#### STATED GOAL
Determine whether each statement below agrees with the postal reform text, answering yes or no and quoting the deciding words of the postal reform text. 1. The commission recommends that the Postal Service give up its monopolies right away. 2. The proposed weight limit for the delivery monopoly is about the same as the one used in the European Union. 3. Several other countries observe a mailbox monopoly.

#### DOCUMENT EXCERPT
================================
The time for incremental change has passed, and the commission recommends a series of substantial, clear-eyed reforms that will ensure the viability of postal services for a long time to come. The recommendations are sensitive to the desire to preserve mail service to all addresses at affordable rates, and to the needs of postal employees in this shifting industry.
The USPS enjoys monopolies over both the delivery of letters and the use of the customer’s mailbox. Although “the Commission readily acknowledges that a monopoly is often an inherently inefficient device with a natural propensity for stagnation and mediocrity (p. 25),” it recommends that the Postal Service retain both of its monopolies, at least in the near-term. However, the commission suggests a mechanism for regular review of the monopolies as technology evolves.
The commission recommends that a new Postal Regulatory Board (PRB) be given authority to revisit the postal monopoly law “when the evidence shows that suppression of competition is not necessary to the protection of universal service without undue risk to the taxpayer (p. 65).” That crucial reform would allow the monopoly to be reviewed periodically and gradually contracted in measured steps as customers became confident that service would continue. Such a reform is important because it implicitly recognizes the growing body of scholarship, as well as the experience in other countries, suggesting that a legally enforced monopoly is not necessary to ensure universal delivery service.
The delivery monopoly in the United States is not now defined precisely, and the commission notes that existing arrangements, mainly via “suspensions” of the monopoly, give the Postal Service itself discretion over the scope of its own monopoly, thus allowing the monopolist to bind its own competitors, or not. Relying on an approach used in many other developed countries (including the EU), the commission recommends the U.S. delivery monopoly be clarified to cover (p. 23):
Any hard copy communication that is to be conveyed and delivered to a specific address in the United States indicated by the sender, provided its weight is less than 12 ounces and the delivery price is less than the basic stamp price times six.
Under that definition, competitors could deliver an item weighing less than twelve ounces provided that they charged at least six times the basic stamp price. The weight limit is about the same as that used in the European Union, but the price limit gives the Postal Service a larger monopoly scope than the EU. The recommendation would carve out a clearly defined zone of “reserved service” for the USPS and should be adopted as a matter of sound postal policy. It would also facilitate measured reduction of the monopoly (by reducing the multiple) over time.
The recommendation that the PRB review the monopoly would place decision-making power in the hands of impartial experts who work on postal issues continuously. Such administrative review of the monopoly’s scope should be inoffensive, since the Postal Service itself has adopted “administrative suspensions” of the monopoly, such as for “extremely urgent” matter.
The commission also recommends that the mailbox monopoly be reviewed by the PRB. Such review is necessary, since there do not appear to be economic justifications for a mailbox monopoly, and no other countries observe one. As long as customers consent to competitors’ use of their mailbox, that monopoly should be relaxed.
================================
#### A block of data
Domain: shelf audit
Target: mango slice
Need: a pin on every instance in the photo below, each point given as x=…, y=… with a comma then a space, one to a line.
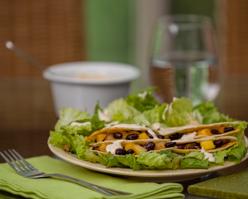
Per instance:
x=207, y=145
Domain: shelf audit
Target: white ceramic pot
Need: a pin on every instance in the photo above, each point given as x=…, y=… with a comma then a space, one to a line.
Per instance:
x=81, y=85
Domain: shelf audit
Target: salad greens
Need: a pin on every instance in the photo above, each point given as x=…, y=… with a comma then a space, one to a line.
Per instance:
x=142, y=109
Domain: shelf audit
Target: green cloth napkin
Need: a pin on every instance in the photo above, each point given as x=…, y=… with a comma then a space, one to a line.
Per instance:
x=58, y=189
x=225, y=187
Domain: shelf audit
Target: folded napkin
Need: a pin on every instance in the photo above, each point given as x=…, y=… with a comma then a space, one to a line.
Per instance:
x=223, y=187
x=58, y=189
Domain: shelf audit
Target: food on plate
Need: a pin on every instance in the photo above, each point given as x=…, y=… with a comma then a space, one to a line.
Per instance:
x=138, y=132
================================
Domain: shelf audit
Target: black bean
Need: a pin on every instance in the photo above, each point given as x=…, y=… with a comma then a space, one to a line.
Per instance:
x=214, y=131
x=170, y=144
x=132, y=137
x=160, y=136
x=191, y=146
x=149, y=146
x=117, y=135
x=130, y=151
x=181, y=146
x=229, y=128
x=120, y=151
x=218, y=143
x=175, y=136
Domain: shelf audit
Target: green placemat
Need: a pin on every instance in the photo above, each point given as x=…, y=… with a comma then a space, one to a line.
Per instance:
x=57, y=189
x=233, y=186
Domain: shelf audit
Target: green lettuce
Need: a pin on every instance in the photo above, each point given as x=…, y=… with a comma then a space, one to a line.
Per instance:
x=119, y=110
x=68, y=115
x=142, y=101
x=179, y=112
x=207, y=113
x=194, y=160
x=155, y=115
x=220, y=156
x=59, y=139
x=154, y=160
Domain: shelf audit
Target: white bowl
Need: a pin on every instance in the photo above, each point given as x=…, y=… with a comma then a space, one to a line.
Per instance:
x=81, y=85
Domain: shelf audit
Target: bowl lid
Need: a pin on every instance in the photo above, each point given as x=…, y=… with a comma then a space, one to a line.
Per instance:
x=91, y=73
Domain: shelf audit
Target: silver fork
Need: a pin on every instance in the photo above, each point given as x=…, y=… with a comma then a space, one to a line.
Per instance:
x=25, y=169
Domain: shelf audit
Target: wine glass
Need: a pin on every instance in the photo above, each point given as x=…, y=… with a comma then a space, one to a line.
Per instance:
================================
#### EXERCISE SOLUTION
1. No: "it recommends that the Postal Service retain both of its monopolies, at least in the near-term."
2. Yes: "The weight limit is about the same as that used in the European Union"
3. No: "no other countries observe one."